▶ Instructions
1: In the table-extraction code, what color is assigned to the "Other" label?
2: Proceed with the table-extraction code from its final line onward.

▶ Extract to read

•••••

Now we extract the tables along with some metadata. For each row we assign an unique ID (the index of the row within the table) and a tag (whether the row includes `th-tags` only or is contained within a `thead`)

In [None]:
HEADLINE_PATTERN = re.compile('(h|H)\d')
LABEL_CONTROLS = [
    {
        'label': 'Header',
        'color': 'light-blue'
    }, {
        'label': 'Data',
        'color': 'lime'
    }, {
        'label': 'Other',
        'color': 'orange'
    }
];

def extractPageTitle(soup):
    headlines = soup.select('h1')
    return headlines[0].text if len(headlines) > 0 else 'N/A'

def extractTableTitle(table):
    for sibling in table.previous_siblings:
        if (sibling is not None and sibling.name is not None and HEADLINE_PATTERN.match(sibling.name)):
            return sibling.text
    return 'N/A'

def addLabelControls(row, rowIndex, soup):
    labelControlTag = soup.new_tag(
        'th',
        attrs={
            'class': 'flex space-evenly'
        }
    )
    for labelControl in LABEL_CONTROLS:
        labelControlButton = soup.new_tag(
            'a',
            attrs={
                'class': 'labelButton waves-effect waves-light btn-small ' + labelControl['color'],
                'onClick': 'annotate(' + str(rowIndex) + ', "' + labelControl['label'] + '");',
            }
        )
        labelControlButton.string = labelControl['label']
        labelControlTag.append(labelControlButton)
    row.insert(0, labelControlTag)
    
def tagRow(row, rowIndex, soup, isHead=False):
    row['data-label'] = 'Header' if isHead else 'Data'
    row['data-row-index'] = rowIndex
    addLabelControls(row, rowIndex, soup)
    
def isHeaderRow(row):
    thTags = row.find_all('th', recursive=False)
    childCount = len(row.contents)
    return childCount == len(thTags) or row.parent.name == 'thead'

def tagRows(table, soup):
    rows = table.find_all('tr')
    annotations = []
    for rowIndex, row in enumerate(rows):
        isHeader = isHeaderRow(row)
        tagRow(row, rowIndex, soup, isHeader)  
        annotations.append('Header' if isHeader else 'Data')
    return annotations

def removeTableWidthLimitation(table):
    if not table.has_attr('style'):
        return
    tableStyle = parseStyle(table['style'])
    tableStyle['width'] = '100%'
    tableStyle['font-size'] = '100%'
    table['style'] = tableStyle.cssText
        
def extractTableInformation(table, pageID, tableIndex, pageTitle, soup):
    extractedInformation = {
        'pageID': pageID,
        'tableIndex': tableIndex,
        'pageTitle': pageTitle
    }
    extractedInformation['html'] = table.prettify()
    annotations = tagRows(table, soup)
    removeTableWidthLimitation(table)
    extractedInformation['taggedHtml'] = table.prettify()
    extractedInformation['annotations'] = annotations
    extractedInformation['tableTitle'] = extractTableTitle(table)
    return extractedInformation

def hasNestedTable(table):
    return len(table.select('table')) > 0

def extractTables(page):
    soup = BeautifulSoup(page['HTML'])

•••••

▶ Records
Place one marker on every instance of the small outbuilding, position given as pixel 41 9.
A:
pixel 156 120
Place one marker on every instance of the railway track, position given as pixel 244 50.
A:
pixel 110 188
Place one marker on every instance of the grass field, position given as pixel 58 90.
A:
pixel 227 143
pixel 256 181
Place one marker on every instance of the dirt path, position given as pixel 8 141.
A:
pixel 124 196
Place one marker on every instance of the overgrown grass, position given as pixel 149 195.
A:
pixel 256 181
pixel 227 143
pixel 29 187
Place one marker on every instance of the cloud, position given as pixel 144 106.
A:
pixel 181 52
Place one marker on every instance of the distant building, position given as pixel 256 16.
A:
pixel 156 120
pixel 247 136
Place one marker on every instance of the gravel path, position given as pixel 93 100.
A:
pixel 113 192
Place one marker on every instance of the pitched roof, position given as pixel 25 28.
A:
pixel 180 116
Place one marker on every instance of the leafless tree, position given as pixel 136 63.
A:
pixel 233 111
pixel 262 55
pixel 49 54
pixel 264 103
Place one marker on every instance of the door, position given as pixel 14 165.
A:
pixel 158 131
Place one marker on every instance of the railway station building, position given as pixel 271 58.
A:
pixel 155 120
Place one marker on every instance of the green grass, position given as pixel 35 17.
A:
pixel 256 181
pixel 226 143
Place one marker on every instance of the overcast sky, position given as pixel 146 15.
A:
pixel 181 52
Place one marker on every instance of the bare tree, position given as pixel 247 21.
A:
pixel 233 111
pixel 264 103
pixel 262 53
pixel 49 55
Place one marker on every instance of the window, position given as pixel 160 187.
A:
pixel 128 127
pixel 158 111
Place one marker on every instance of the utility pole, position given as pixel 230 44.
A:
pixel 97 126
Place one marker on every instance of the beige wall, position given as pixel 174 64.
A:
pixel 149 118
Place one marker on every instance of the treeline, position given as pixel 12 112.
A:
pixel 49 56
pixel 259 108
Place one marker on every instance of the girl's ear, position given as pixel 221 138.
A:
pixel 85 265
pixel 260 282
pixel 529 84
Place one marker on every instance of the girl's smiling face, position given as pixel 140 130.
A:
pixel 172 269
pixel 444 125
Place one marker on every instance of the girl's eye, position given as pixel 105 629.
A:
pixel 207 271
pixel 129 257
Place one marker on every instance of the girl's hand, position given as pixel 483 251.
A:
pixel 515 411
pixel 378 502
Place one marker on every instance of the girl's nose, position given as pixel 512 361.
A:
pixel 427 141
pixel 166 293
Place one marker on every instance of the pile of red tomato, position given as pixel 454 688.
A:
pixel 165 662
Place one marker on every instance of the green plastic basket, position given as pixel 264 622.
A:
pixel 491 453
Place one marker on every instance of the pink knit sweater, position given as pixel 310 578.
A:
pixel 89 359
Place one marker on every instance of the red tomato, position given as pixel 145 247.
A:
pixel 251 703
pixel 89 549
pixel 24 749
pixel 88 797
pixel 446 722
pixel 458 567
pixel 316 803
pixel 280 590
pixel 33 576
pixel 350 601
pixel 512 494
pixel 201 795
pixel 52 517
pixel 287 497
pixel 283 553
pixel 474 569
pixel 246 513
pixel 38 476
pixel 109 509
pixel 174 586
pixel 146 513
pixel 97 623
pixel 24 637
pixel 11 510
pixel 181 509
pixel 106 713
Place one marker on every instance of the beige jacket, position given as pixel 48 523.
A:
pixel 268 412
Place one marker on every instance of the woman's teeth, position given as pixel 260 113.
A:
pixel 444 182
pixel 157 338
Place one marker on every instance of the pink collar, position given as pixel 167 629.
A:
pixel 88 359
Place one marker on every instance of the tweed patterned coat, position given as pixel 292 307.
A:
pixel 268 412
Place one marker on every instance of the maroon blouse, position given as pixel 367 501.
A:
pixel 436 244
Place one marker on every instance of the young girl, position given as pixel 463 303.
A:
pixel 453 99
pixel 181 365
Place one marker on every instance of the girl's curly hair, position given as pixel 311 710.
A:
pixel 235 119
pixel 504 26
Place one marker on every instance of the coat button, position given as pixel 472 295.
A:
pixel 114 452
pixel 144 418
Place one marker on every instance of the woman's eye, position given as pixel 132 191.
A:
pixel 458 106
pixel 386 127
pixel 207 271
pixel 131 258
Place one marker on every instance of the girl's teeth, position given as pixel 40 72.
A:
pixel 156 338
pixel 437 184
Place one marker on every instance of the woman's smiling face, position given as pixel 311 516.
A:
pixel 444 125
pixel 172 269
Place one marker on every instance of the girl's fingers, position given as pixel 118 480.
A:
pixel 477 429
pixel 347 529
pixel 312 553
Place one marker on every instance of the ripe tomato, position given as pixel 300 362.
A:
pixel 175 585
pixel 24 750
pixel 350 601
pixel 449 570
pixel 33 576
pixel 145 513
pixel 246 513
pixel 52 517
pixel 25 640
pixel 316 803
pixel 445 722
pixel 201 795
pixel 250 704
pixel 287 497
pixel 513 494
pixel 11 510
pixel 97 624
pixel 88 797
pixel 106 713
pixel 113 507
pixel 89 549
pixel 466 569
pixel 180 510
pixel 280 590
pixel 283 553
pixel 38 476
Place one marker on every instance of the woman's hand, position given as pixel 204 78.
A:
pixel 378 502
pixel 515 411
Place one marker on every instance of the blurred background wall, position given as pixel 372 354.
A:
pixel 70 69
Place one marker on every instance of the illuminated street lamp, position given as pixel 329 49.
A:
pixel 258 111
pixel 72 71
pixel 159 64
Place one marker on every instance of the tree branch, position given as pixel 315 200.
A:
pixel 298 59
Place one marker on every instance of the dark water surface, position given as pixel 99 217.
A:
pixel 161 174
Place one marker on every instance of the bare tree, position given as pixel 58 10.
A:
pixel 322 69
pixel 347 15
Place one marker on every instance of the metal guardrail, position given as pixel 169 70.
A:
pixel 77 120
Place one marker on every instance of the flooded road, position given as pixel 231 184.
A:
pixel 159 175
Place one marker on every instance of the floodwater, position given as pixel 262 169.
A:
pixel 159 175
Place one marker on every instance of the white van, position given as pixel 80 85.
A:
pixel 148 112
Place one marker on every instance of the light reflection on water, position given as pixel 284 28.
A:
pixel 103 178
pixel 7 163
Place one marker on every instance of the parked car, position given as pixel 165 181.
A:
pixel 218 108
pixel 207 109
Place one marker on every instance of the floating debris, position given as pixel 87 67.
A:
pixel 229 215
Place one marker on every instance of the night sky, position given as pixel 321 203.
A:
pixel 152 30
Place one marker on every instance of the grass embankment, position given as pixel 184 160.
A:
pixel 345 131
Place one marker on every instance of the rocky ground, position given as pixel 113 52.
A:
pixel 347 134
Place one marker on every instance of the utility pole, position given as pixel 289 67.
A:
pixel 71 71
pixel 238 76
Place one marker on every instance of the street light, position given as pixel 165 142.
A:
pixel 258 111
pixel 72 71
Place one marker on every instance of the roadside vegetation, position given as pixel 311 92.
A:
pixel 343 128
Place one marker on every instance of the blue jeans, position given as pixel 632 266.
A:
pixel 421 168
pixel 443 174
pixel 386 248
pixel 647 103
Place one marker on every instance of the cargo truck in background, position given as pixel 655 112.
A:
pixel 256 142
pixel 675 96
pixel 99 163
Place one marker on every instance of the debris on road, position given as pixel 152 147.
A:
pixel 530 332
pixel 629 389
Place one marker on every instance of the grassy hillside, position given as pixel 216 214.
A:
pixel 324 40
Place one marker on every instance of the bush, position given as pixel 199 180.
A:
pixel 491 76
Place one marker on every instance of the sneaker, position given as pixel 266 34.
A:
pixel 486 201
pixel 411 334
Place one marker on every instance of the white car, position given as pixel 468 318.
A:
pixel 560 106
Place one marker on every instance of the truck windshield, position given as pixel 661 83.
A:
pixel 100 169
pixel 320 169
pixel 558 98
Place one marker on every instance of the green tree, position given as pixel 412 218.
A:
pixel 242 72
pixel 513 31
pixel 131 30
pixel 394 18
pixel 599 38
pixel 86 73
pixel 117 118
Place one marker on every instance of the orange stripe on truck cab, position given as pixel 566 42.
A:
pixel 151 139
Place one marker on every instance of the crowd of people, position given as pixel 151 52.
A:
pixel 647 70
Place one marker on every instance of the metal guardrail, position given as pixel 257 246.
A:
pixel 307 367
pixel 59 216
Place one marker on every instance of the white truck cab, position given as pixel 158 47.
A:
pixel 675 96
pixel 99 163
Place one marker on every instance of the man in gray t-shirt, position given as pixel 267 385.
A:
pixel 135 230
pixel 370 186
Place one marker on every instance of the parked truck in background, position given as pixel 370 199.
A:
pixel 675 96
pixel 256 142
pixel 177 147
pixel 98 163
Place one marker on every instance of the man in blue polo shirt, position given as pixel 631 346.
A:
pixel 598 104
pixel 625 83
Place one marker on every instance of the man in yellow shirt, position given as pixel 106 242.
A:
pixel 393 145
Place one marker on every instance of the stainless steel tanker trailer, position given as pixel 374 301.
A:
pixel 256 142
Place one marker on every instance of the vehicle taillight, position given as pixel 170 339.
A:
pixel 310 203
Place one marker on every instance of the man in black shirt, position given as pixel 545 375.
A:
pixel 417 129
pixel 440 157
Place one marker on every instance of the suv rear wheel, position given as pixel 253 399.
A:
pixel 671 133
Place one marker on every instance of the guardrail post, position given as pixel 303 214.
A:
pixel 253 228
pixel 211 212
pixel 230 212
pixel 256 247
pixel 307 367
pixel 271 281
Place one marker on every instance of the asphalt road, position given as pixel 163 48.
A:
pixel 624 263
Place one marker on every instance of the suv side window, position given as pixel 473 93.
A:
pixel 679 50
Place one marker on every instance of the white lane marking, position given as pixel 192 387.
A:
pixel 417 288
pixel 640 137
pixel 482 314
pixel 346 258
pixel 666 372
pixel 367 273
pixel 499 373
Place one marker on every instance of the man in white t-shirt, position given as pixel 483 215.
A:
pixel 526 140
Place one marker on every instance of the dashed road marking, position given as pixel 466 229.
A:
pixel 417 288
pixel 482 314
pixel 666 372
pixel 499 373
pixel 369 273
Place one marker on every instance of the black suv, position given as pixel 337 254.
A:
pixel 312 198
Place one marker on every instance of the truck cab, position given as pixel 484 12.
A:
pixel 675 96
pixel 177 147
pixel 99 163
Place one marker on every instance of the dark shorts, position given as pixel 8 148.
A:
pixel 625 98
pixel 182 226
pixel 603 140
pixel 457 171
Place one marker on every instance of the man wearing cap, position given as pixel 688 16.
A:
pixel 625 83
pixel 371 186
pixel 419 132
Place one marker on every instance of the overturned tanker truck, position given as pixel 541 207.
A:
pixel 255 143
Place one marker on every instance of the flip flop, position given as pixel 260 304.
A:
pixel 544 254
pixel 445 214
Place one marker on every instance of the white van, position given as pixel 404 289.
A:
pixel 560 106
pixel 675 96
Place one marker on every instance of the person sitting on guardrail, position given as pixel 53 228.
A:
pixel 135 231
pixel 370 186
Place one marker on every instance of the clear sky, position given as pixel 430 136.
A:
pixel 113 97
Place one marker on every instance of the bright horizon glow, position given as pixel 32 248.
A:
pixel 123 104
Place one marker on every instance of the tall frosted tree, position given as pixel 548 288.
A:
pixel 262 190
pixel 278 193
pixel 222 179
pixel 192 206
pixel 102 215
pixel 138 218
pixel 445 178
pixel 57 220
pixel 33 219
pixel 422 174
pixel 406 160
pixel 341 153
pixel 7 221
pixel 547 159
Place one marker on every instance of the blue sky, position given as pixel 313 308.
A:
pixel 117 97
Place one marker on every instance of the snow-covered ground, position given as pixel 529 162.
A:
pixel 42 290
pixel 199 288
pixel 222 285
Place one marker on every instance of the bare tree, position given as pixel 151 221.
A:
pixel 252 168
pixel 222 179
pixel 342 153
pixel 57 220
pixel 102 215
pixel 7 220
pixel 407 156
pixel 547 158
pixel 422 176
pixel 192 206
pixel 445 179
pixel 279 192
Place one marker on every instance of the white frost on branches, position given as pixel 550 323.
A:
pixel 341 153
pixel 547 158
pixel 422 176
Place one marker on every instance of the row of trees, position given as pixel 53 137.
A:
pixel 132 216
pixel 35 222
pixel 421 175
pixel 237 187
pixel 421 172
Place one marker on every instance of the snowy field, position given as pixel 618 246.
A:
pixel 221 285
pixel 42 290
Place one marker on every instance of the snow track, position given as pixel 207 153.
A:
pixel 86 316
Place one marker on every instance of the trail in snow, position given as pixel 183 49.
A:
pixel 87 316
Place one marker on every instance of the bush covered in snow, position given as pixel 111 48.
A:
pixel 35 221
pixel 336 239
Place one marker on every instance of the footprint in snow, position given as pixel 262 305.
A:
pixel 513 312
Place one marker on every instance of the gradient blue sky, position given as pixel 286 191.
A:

•••••

▶ Exercise results
1: Orange.

2:
    pageTitle = extractPageTitle(soup)
    wikiTables = soup.select('table.wikitable')
    extractedTables = []
    for tableIndex, table in enumerate(wikiTables):
        if hasNestedTable(table):
            continue
        extractedTable = extractTableInformation(table, page['pgId'], tableIndex, pageTitle, soup)
        extractedTables.append(extractedTable)
    return extractedTables

In [None]:
client = MongoClient()
db = client.bob
tables = db.tables
for extractedTables in pageIDSample.apply(extractTables, axis='columns').values:
    if len(extractedTables) > 0:
        tables.insert_many(extractedTables)
client.close()

The data can now get labeled using the provided [labeling tool](https://github.com/RichStone/web-tables-header-detection/tree/master/Labeling%20Tool). However, we may use the feature extraction to enhance the table selection process.

# Feature Extraction

In [None]:
client = MongoClient()
db = client.bob
tables = db.tables
cursor = tables.find({})
tables = pd.DataFrame(list(cursor))
client.close()

In [None]:
tables.head()

In [None]:
SHORT_TEXT_THRESHOLD = 20
LONG_TEXT_THRESHOLD = 255

def isInt(value):
    try: 
        int(value)
        return True
    except ValueError:
        return False
    
def getRowSpan(cell):
    if cell.has_attr('rowspan') and isInt(cell['rowspan']):
        return int(cell['rowspan'])
    return 1
    
def getColSpan(cell):
    if cell.has_attr('colspan') and isInt(cell['colspan']):
        return int(cell['colspan'])
    return 1

def isMerged(cell):
    return (
        getColSpan(cell) > 1 or
        getRowSpan(cell) > 1
    )

def isCenterAligned(cell, style):
    return (
        (cell.has_attr('align') and cell['align'] == 'center') or
        (style is not None and 'text-align' in style and style['text-align'] == 'center')
    )

def isThOrInTHead(cell):
    row = cell.parent
    rowParent = row.parent
    return (
        cell.name == 'th' or
        rowParent.name == 'thead'
    )

def extractLayoutFeatures(cell, style):
    return {
        'hasColSpan': getColSpan(cell) > 1,
        'hasRowSpan': getRowSpan(cell) > 1,
        'isMerged': isMerged(cell),
        'isCenterAligned': isCenterAligned(cell, style),
        'isTHOrInTHead': isThOrInTHead(cell)
    }

def isCompletlyBold(cell, style):
    return style is not None and (
            style['font-weight'] == 'bold' or 
            style['font-style'] == 'bold')

def isPartiallyBold(cell, style):
    return bool(cell.find('b') or
        cell.find('strong'))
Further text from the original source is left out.